> Task brief
Arrange the records below as a Markdown table with the columns "Row" and "Line", giving each nonblank line its own numbered row.

══ Extracted records ══

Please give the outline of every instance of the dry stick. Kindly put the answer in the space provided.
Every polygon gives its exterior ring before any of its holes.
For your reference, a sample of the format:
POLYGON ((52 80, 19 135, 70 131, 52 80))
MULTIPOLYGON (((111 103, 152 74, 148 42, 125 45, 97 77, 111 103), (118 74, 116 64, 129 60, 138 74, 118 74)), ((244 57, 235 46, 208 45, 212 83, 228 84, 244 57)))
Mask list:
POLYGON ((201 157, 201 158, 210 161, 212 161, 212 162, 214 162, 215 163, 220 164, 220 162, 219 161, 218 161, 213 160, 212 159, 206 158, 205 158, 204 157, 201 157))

═══

> Reply to the task
| Row | Line |
|---|---|
| 1 | Please give the outline of every instance of the dry stick. Kindly put the answer in the space provided. |
| 2 | Every polygon gives its exterior ring before any of its holes. |
| 3 | For your reference, a sample of the format: |
| 4 | POLYGON ((52 80, 19 135, 70 131, 52 80)) |
| 5 | MULTIPOLYGON (((111 103, 152 74, 148 42, 125 45, 97 77, 111 103), (118 74, 116 64, 129 60, 138 74, 118 74)), ((244 57, 235 46, 208 45, 212 83, 228 84, 244 57))) |
| 6 | Mask list: |
| 7 | POLYGON ((201 157, 201 158, 210 161, 212 161, 212 162, 214 162, 215 163, 220 164, 220 162, 219 161, 218 161, 213 160, 212 159, 206 158, 205 158, 204 157, 201 157)) |